*TASK INSTRUCTIONS*:
Go through the data line by line from the top, retyping each exactly, and end with the line that contains "the vehicle tire".
DATA EXTRACTS Block Start
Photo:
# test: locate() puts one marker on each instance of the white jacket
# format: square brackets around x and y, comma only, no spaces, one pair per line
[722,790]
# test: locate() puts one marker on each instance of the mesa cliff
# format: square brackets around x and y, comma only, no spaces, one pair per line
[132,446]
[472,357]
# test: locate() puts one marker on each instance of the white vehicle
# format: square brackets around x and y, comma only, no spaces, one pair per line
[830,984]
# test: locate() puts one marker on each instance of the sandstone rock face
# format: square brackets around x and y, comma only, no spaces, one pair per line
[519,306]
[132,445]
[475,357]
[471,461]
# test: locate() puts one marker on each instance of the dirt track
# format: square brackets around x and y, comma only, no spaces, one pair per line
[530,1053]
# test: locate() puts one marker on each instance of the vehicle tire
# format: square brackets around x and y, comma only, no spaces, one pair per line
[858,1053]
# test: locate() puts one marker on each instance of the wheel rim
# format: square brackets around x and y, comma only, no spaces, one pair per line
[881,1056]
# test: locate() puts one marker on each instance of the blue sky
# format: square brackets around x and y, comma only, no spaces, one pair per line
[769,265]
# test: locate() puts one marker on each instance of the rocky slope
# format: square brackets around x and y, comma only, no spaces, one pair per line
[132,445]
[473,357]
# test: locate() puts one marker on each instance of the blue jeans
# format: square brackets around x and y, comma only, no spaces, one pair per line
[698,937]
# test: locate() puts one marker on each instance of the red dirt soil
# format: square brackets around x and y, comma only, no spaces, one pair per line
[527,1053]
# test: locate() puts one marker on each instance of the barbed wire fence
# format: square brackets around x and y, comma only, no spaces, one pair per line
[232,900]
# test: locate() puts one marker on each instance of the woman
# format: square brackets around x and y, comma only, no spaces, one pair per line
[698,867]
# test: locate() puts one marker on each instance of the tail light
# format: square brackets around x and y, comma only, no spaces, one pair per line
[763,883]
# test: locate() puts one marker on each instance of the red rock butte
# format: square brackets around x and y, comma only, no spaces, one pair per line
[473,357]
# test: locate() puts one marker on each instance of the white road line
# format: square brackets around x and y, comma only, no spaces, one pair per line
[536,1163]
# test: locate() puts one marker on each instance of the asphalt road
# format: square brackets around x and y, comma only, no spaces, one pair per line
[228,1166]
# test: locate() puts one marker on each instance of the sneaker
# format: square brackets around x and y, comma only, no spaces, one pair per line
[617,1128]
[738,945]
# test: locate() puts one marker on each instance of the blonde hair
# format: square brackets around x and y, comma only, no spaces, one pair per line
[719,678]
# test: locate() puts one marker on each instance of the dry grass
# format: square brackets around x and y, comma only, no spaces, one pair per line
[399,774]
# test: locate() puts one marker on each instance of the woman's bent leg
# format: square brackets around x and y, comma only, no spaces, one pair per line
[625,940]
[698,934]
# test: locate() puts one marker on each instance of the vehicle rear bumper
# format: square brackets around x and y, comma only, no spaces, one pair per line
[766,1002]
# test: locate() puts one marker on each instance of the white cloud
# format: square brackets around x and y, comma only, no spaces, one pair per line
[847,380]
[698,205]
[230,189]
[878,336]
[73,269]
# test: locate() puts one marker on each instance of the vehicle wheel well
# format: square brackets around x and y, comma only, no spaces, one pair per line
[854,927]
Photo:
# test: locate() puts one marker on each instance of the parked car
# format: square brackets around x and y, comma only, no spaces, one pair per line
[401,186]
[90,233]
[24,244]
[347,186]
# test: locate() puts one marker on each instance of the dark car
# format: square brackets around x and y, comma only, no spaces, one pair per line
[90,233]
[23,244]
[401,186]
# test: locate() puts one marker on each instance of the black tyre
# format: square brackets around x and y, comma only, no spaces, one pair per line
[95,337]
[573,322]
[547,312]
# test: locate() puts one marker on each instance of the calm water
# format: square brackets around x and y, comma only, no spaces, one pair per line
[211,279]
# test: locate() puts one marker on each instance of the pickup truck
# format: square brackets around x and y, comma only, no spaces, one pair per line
DATA EXTRACTS Block End
*RESULT BELOW*:
Photo:
# test: locate() puts one marker on each instance of the white jacket
# format: square brackets around x and y, comma only, no spaces, one pair per line
[722,790]
# test: locate() puts one marker on each instance of the mesa cliff
# format: square brackets around x and y, comma only, no spaces, one pair per line
[132,446]
[472,357]
# test: locate() puts one marker on each instance of the white vehicle
# format: square brackets around x and y, comma only, no spaces, one pair per line
[830,984]
# test: locate() puts one marker on each instance of the sandstone rock face
# format: square brackets around x and y, comma only, no spaces, one pair per line
[519,306]
[132,445]
[475,357]
[471,461]
# test: locate() puts one marker on each instance of the dirt track
# format: square brackets around x and y, comma only, no spaces, one pair per line
[530,1053]
# test: locate() puts one marker on each instance of the vehicle tire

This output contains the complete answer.